** Start Input rows **

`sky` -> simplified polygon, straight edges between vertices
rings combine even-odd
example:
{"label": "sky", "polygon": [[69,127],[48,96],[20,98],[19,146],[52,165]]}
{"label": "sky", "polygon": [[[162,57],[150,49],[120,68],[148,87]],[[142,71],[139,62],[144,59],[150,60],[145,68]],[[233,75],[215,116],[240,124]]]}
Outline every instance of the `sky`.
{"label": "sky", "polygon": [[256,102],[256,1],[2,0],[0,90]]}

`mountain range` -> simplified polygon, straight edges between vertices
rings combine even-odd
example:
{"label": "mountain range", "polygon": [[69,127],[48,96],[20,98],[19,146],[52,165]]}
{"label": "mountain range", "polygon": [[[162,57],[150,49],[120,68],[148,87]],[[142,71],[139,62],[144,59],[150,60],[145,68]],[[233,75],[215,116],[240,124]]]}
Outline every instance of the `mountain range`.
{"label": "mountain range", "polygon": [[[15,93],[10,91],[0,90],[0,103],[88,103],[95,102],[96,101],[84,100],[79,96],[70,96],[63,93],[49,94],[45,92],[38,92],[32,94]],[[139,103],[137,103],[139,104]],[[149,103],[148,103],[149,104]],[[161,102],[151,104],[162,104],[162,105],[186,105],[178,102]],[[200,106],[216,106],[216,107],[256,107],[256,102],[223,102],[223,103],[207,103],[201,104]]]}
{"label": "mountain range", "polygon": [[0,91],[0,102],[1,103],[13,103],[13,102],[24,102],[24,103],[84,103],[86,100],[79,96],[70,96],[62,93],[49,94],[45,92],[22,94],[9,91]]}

** End Input rows **

### Description of the task
Transcribe all entries exactly as they are given.

### Result for this task
`sky` -> simplified polygon, straight edges between vertices
rings combine even-odd
example:
{"label": "sky", "polygon": [[69,127],[48,96],[20,98],[19,146],[52,165]]}
{"label": "sky", "polygon": [[[162,57],[150,49],[120,68],[148,87]],[[142,71],[139,62],[144,59],[150,60],[145,68]],[[233,75],[215,116],[240,124]]]}
Outline every instance of the `sky`.
{"label": "sky", "polygon": [[256,102],[256,1],[2,0],[0,90]]}

`mountain range` -> simplified polygon, straight edges between vertices
rings combine even-odd
example:
{"label": "mountain range", "polygon": [[69,127],[48,96],[20,98],[19,146],[52,165]]}
{"label": "mountain range", "polygon": [[[162,57],[150,49],[120,68],[148,87]],[[142,71],[139,62],[144,59],[150,60],[145,68]],[[233,75],[215,116],[240,124]]]}
Outline every instance of the `mountain range`.
{"label": "mountain range", "polygon": [[[15,93],[10,91],[0,90],[0,103],[88,103],[95,102],[96,101],[84,100],[79,96],[70,96],[63,93],[49,94],[45,92],[38,92],[32,94]],[[139,103],[137,103],[139,104]],[[149,103],[148,103],[149,104]],[[161,102],[151,104],[162,104],[162,105],[186,105],[178,102]],[[200,106],[216,106],[216,107],[256,107],[256,102],[223,102],[223,103],[207,103],[201,104]]]}
{"label": "mountain range", "polygon": [[0,91],[0,102],[1,103],[13,103],[13,102],[24,102],[24,103],[84,103],[86,100],[79,96],[70,96],[62,93],[49,94],[45,92],[22,94],[9,91]]}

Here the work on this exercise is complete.